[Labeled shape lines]
****
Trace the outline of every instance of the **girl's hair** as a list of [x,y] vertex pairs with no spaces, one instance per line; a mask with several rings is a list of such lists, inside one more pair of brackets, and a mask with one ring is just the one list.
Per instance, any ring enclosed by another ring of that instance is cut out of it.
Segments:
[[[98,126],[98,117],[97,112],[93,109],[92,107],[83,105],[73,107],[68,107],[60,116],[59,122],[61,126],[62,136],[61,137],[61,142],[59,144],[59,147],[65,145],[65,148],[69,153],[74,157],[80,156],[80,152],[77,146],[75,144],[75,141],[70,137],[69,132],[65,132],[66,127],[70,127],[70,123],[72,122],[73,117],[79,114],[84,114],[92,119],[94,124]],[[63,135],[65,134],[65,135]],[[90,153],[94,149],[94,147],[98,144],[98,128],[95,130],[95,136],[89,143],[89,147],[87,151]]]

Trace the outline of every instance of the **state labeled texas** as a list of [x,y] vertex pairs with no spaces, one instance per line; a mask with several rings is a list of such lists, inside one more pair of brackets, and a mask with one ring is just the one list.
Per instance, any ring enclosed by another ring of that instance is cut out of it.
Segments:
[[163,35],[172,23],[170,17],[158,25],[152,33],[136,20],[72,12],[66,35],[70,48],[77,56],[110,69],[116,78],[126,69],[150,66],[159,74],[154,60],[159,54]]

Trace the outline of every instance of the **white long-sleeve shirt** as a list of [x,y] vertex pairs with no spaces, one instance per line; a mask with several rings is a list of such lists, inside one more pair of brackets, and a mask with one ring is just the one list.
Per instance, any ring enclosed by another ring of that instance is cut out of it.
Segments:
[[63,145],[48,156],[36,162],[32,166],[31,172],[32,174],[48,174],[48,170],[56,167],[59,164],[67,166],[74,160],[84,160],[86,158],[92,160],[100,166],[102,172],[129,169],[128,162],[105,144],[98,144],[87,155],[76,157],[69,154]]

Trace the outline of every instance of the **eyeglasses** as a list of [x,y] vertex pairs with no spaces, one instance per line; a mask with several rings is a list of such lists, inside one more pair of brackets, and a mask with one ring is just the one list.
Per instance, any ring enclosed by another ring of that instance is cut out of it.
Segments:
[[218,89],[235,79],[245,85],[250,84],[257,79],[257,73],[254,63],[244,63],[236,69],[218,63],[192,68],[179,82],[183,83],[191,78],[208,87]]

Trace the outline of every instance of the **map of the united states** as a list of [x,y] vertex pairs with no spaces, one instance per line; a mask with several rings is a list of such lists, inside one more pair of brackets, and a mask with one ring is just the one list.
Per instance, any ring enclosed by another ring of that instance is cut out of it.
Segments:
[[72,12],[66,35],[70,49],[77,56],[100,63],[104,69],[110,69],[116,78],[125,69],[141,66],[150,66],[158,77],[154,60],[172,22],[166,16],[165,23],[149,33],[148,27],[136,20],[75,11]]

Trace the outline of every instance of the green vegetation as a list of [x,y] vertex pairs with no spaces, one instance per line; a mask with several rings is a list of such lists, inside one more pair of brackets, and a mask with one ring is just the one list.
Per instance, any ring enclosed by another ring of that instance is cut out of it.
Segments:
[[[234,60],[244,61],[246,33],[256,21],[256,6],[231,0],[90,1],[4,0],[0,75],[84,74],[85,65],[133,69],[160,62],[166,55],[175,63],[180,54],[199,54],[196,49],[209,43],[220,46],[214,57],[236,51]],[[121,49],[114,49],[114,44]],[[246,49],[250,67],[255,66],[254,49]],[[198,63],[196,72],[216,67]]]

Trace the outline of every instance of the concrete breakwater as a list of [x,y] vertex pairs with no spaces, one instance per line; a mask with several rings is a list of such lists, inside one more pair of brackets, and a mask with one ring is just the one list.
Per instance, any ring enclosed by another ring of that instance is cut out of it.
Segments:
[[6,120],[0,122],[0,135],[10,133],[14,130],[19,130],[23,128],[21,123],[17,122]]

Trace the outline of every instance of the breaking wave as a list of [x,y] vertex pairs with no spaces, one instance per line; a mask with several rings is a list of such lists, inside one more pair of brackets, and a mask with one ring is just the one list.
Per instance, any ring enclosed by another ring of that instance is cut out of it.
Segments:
****
**Direction**
Rewrite the lines starting with the line that contains "Trace the outline of every instance of the breaking" and going on through the last line, replacing "breaking wave" with "rolling wave" and keeping everything else the same.

**Final answer**
Trace the outline of every instance of the rolling wave as a list of [x,y] vertex pairs with no spaces, one instance per line; a mask with several rings is a list of such lists, inside one more pair of brackets, and a mask with one ring is just the one list.
Per instance, any ring enclosed by another ring of that instance is cut out of it.
Segments:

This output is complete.